Restate word for word the lines from the one containing "point: arched window" through the end of the listing below, with both ends included.
-- START --
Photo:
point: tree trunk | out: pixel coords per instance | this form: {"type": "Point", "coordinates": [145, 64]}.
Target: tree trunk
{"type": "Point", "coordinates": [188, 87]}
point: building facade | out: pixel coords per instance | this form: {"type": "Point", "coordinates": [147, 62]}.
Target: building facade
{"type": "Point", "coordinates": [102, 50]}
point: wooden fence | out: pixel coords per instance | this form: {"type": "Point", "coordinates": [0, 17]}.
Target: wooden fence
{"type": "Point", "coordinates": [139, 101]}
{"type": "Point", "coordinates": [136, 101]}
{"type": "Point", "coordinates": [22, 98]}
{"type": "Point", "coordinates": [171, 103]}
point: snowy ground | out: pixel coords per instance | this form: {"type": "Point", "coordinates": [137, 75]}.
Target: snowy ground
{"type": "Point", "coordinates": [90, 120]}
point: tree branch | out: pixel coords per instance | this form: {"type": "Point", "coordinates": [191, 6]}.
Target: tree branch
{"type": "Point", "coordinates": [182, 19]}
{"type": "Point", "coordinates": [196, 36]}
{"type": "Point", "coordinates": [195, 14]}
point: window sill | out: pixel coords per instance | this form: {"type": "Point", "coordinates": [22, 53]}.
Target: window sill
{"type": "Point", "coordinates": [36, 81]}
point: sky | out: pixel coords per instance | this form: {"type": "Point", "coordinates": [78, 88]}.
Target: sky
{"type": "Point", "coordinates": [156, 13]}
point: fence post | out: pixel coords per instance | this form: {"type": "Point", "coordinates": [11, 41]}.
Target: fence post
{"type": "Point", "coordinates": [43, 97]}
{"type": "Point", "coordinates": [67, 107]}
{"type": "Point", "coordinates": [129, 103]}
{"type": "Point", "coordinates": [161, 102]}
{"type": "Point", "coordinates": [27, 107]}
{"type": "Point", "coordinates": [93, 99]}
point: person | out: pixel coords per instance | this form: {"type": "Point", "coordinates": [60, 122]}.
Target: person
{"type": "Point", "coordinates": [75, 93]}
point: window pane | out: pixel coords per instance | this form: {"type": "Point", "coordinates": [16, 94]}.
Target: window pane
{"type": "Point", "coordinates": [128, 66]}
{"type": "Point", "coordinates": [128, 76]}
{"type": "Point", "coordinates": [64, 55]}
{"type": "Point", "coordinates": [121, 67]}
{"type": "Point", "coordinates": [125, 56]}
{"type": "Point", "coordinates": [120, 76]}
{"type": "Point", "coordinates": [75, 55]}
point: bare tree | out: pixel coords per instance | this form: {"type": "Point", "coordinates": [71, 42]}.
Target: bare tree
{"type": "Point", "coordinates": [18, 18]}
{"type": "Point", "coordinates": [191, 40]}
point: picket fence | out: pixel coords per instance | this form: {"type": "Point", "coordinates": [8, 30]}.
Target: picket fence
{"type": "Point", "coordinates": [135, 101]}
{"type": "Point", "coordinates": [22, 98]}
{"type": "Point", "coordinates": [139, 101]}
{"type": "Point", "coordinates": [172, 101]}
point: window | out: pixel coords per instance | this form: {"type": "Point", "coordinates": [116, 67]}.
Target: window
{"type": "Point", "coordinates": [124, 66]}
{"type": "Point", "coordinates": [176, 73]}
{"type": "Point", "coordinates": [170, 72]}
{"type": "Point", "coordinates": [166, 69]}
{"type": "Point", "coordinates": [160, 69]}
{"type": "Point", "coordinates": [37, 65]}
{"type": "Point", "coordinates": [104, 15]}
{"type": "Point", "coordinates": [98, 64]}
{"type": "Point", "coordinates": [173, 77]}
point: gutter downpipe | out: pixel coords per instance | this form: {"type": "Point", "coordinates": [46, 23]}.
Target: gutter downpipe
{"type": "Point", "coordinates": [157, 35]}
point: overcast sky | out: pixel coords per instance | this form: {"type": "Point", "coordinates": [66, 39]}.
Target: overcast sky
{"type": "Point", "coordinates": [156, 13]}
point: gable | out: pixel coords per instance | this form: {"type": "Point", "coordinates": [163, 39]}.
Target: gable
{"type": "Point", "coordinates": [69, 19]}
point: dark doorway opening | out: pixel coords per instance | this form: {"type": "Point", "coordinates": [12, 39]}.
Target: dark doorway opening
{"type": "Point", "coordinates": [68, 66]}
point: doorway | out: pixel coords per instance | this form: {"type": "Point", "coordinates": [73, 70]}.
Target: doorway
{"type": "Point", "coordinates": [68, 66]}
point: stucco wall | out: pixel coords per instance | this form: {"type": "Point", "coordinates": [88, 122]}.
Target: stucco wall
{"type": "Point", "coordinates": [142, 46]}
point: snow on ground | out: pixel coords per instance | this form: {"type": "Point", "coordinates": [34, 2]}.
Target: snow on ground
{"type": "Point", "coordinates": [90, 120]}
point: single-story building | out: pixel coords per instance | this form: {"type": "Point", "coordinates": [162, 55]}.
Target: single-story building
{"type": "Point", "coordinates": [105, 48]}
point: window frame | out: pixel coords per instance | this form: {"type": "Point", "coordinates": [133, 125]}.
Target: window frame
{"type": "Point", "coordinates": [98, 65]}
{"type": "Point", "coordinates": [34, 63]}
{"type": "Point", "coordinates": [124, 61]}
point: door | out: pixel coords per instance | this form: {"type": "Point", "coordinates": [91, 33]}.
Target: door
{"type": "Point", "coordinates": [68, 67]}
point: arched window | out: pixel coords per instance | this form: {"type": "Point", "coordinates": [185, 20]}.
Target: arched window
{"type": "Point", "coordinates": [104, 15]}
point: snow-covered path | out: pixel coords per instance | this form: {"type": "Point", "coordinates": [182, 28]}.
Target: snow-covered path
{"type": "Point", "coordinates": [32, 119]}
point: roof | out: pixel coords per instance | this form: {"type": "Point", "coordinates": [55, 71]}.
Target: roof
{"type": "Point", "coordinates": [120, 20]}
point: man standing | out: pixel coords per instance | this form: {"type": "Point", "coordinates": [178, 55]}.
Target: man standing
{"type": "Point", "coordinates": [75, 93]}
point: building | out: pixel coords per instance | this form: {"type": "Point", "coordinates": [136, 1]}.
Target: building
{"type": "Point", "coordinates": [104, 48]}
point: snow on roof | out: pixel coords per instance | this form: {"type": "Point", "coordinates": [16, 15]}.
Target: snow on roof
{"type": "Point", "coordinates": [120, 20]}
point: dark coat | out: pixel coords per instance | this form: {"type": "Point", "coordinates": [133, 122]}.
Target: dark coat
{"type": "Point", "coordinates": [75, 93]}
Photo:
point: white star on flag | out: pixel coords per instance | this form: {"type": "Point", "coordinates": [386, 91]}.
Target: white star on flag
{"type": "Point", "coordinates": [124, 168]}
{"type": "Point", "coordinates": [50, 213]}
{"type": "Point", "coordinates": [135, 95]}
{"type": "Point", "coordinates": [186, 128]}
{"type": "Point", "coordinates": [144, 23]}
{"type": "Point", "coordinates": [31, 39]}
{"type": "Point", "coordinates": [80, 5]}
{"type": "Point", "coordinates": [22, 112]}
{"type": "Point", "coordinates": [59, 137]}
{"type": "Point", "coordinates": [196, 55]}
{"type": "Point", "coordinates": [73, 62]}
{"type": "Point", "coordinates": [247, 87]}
-- END --
» **Complete output**:
point: arched window | out: pixel coords per instance | this form: {"type": "Point", "coordinates": [185, 20]}.
Target: arched window
{"type": "Point", "coordinates": [104, 15]}
point: snow-covered path | out: pixel coords per instance | this form: {"type": "Point", "coordinates": [182, 28]}.
Target: snow-covered path
{"type": "Point", "coordinates": [32, 119]}
point: roof | out: pixel coords per instance | this form: {"type": "Point", "coordinates": [55, 71]}.
Target: roof
{"type": "Point", "coordinates": [120, 20]}
point: man standing | out: pixel coords per instance | this form: {"type": "Point", "coordinates": [178, 55]}.
Target: man standing
{"type": "Point", "coordinates": [75, 93]}
point: building | out: pixel coords per instance | this form: {"type": "Point", "coordinates": [136, 1]}.
Target: building
{"type": "Point", "coordinates": [104, 48]}
point: snow on roof | out: pixel coords per instance | this form: {"type": "Point", "coordinates": [16, 15]}.
Target: snow on roof
{"type": "Point", "coordinates": [120, 20]}
point: dark coat | out: pixel coords per instance | this form: {"type": "Point", "coordinates": [133, 122]}.
Target: dark coat
{"type": "Point", "coordinates": [75, 93]}
Photo:
point: white star on flag | out: pixel coords per instance | this form: {"type": "Point", "coordinates": [386, 91]}.
Target: white star on flag
{"type": "Point", "coordinates": [124, 168]}
{"type": "Point", "coordinates": [50, 213]}
{"type": "Point", "coordinates": [135, 95]}
{"type": "Point", "coordinates": [186, 128]}
{"type": "Point", "coordinates": [144, 23]}
{"type": "Point", "coordinates": [31, 39]}
{"type": "Point", "coordinates": [80, 5]}
{"type": "Point", "coordinates": [22, 112]}
{"type": "Point", "coordinates": [59, 137]}
{"type": "Point", "coordinates": [196, 55]}
{"type": "Point", "coordinates": [73, 62]}
{"type": "Point", "coordinates": [247, 87]}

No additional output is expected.